**What to work on**
Return, word for word, the part of the forum thread about the leaning front tire from "yeah i know" to "or hub bushings.".

# 07 brute front tire



## billybob36703 (May 4, 2011)

i got a 07 brute and the front left tire has a lean to it like this / and the right side is straight its got a 2 in lift and 30 in backs i checked the wheel bearings and ball joints and a-arm bushings all of it seemed tight and neither one of the a-arms are bent any suggestions


----------



## billybob36703 (May 4, 2011)

Any suggestions would be greatly appreciated


----------



## rmax (Nov 21, 2009)

upper a arm bushings


----------



## KMKjr (Jan 9, 2009)

Bent rear upper control arm mount.

Does it look like this?










Then check here:


----------



## billybob36703 (May 4, 2011)

Yea its leaned out like that not as bad tho all the bushings feel tight


----------



## dman66 (Feb 20, 2011)

Could be anything from bad wheel hub bearings,bent a-arm,bent upper a-arm mount,bad a-arm bushings - though the tire would lean in probably,I think you can check the upper a-arm mounts with a square off the frame - the mounts should be 90 degrees down from across the front frame/side to side.


----------



## billybob36703 (May 4, 2011)

yeah i know it could be anything i called myself checking everything thats y i asked for help cause i was stumped by it


----------



## dman66 (Feb 20, 2011)

Yeah,I had the problem where both my front tires were leaning in at the tops due to bad a-arm bushings and ball joints - I still have to check my rear upper a-arm mounts up front to see if they are bent,but some of the leaning in was due to weak shock springs,so I installed coil spring spacers and that brought the tops out much better near center. I also have the left rear tire top leaning out,which I have to look into yet - could be due to rear a-arm bushings or hub bushings.


----------



## billybob36703 (May 4, 2011)

Items listed in a dataset
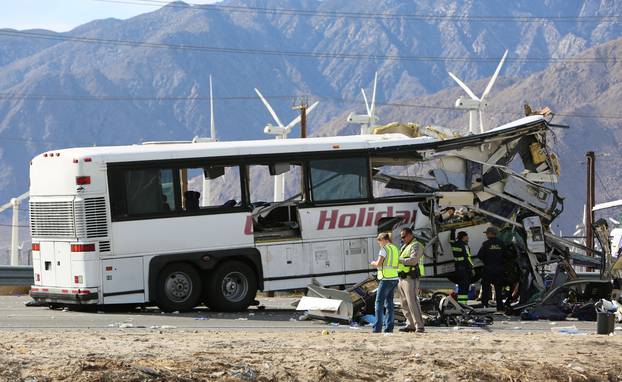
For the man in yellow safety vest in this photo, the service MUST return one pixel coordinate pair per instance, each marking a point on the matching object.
(411, 269)
(387, 264)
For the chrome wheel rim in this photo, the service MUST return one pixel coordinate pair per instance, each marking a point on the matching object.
(178, 287)
(234, 286)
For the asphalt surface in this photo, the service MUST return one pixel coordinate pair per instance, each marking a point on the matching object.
(273, 314)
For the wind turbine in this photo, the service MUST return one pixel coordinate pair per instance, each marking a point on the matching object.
(475, 104)
(367, 121)
(280, 131)
(206, 194)
(15, 202)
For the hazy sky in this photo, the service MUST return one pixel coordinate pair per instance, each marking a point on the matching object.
(63, 15)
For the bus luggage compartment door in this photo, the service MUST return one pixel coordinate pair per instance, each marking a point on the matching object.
(55, 264)
(328, 262)
(123, 281)
(357, 264)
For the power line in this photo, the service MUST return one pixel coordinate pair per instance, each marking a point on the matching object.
(366, 15)
(603, 186)
(267, 52)
(93, 98)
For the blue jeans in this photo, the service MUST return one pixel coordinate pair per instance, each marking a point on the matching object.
(384, 299)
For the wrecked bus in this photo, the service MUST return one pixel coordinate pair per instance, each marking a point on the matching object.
(129, 224)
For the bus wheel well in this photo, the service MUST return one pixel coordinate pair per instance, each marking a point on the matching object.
(205, 262)
(240, 259)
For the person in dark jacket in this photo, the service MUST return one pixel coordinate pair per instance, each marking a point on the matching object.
(463, 263)
(493, 255)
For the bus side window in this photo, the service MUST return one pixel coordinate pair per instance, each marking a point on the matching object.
(397, 176)
(339, 179)
(211, 186)
(138, 192)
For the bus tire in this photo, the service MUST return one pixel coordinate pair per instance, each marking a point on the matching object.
(231, 287)
(179, 288)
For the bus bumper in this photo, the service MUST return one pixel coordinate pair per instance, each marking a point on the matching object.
(64, 295)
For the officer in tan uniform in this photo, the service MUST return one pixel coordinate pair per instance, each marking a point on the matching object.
(411, 269)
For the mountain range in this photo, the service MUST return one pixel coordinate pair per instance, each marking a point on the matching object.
(146, 78)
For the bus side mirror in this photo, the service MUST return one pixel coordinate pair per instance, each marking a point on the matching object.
(278, 168)
(389, 224)
(213, 172)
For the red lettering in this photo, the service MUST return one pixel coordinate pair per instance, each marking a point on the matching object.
(370, 216)
(387, 214)
(324, 218)
(347, 220)
(405, 216)
(248, 227)
(359, 222)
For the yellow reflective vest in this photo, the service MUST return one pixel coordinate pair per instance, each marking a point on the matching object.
(388, 270)
(405, 253)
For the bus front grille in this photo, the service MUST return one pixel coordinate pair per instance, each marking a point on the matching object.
(86, 218)
(94, 222)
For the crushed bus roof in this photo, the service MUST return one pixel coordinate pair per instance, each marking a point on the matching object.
(176, 150)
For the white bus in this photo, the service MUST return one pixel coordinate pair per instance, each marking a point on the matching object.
(127, 224)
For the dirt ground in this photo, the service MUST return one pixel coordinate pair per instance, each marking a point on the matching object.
(322, 355)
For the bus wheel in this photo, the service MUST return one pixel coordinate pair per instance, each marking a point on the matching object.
(179, 288)
(231, 287)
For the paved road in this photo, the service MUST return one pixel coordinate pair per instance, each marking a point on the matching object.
(274, 314)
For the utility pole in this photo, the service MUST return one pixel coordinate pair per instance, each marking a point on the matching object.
(589, 205)
(304, 104)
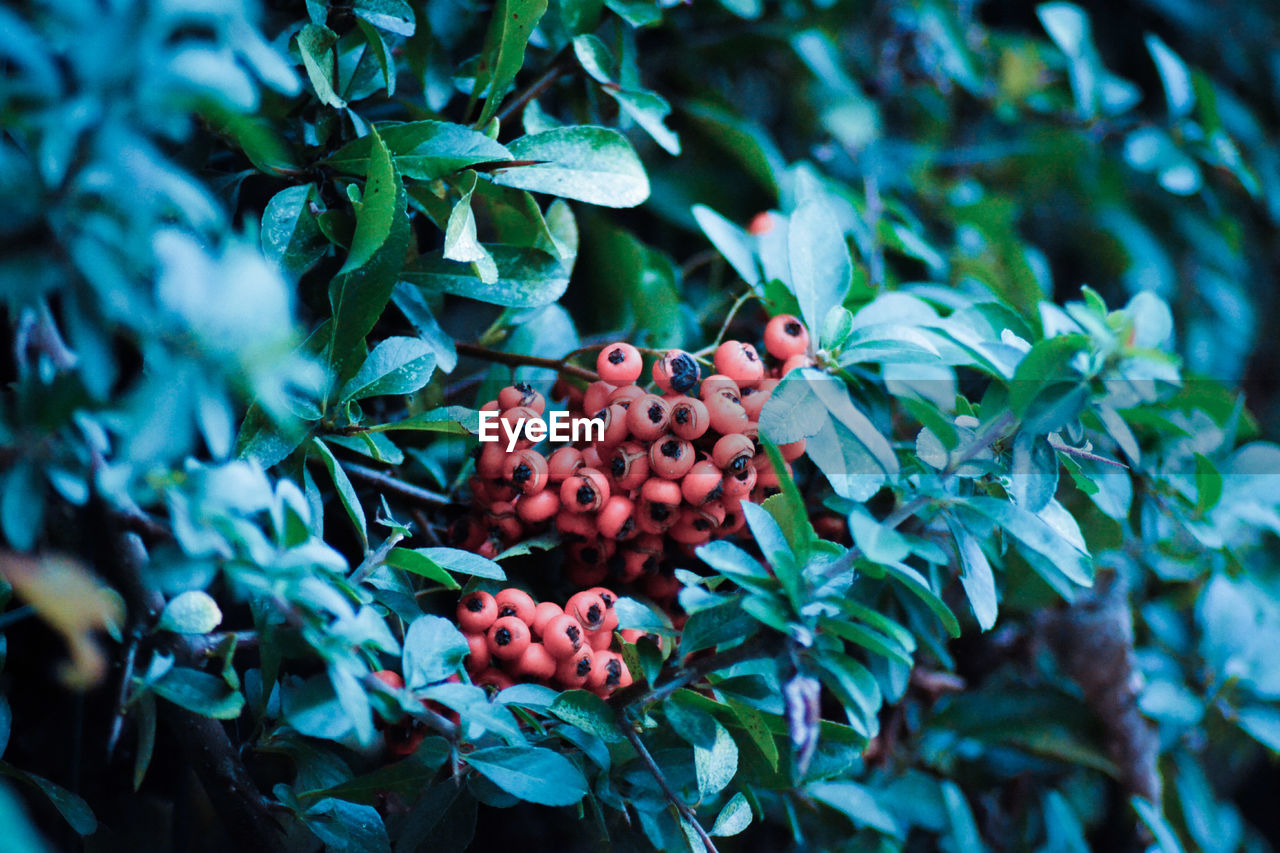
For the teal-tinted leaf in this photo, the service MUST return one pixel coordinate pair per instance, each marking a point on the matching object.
(346, 491)
(465, 562)
(592, 164)
(1174, 74)
(73, 808)
(716, 765)
(735, 817)
(344, 826)
(392, 16)
(316, 48)
(856, 802)
(191, 612)
(526, 278)
(1038, 538)
(396, 366)
(200, 692)
(456, 420)
(291, 236)
(976, 575)
(433, 651)
(460, 233)
(1166, 839)
(421, 150)
(1262, 723)
(730, 241)
(362, 287)
(508, 33)
(821, 269)
(421, 565)
(533, 774)
(589, 712)
(1033, 474)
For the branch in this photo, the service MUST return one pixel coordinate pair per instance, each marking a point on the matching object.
(516, 360)
(396, 486)
(656, 771)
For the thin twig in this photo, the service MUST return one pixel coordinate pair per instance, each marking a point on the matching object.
(375, 557)
(739, 302)
(396, 486)
(545, 81)
(516, 360)
(656, 771)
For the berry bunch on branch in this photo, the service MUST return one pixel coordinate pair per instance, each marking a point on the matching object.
(666, 470)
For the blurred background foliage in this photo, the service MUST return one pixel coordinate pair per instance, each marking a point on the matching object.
(183, 183)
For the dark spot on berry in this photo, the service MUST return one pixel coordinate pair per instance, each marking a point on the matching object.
(613, 673)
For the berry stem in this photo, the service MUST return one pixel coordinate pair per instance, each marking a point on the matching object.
(517, 360)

**The completed task**
yeah i know it could be anything i called myself checking everything thats y i asked for help cause i was stumped by it


----------



## dman66 (Feb 20, 2011)

Yeah,I had the problem where both my front tires were leaning in at the tops due to bad a-arm bushings and ball joints - I still have to check my rear upper a-arm mounts up front to see if they are bent,but some of the leaning in was due to weak shock springs,so I installed coil spring spacers and that brought the tops out much better near center. I also have the left rear tire top leaning out,which I have to look into yet - could be due to rear a-arm bushings or hub bushings.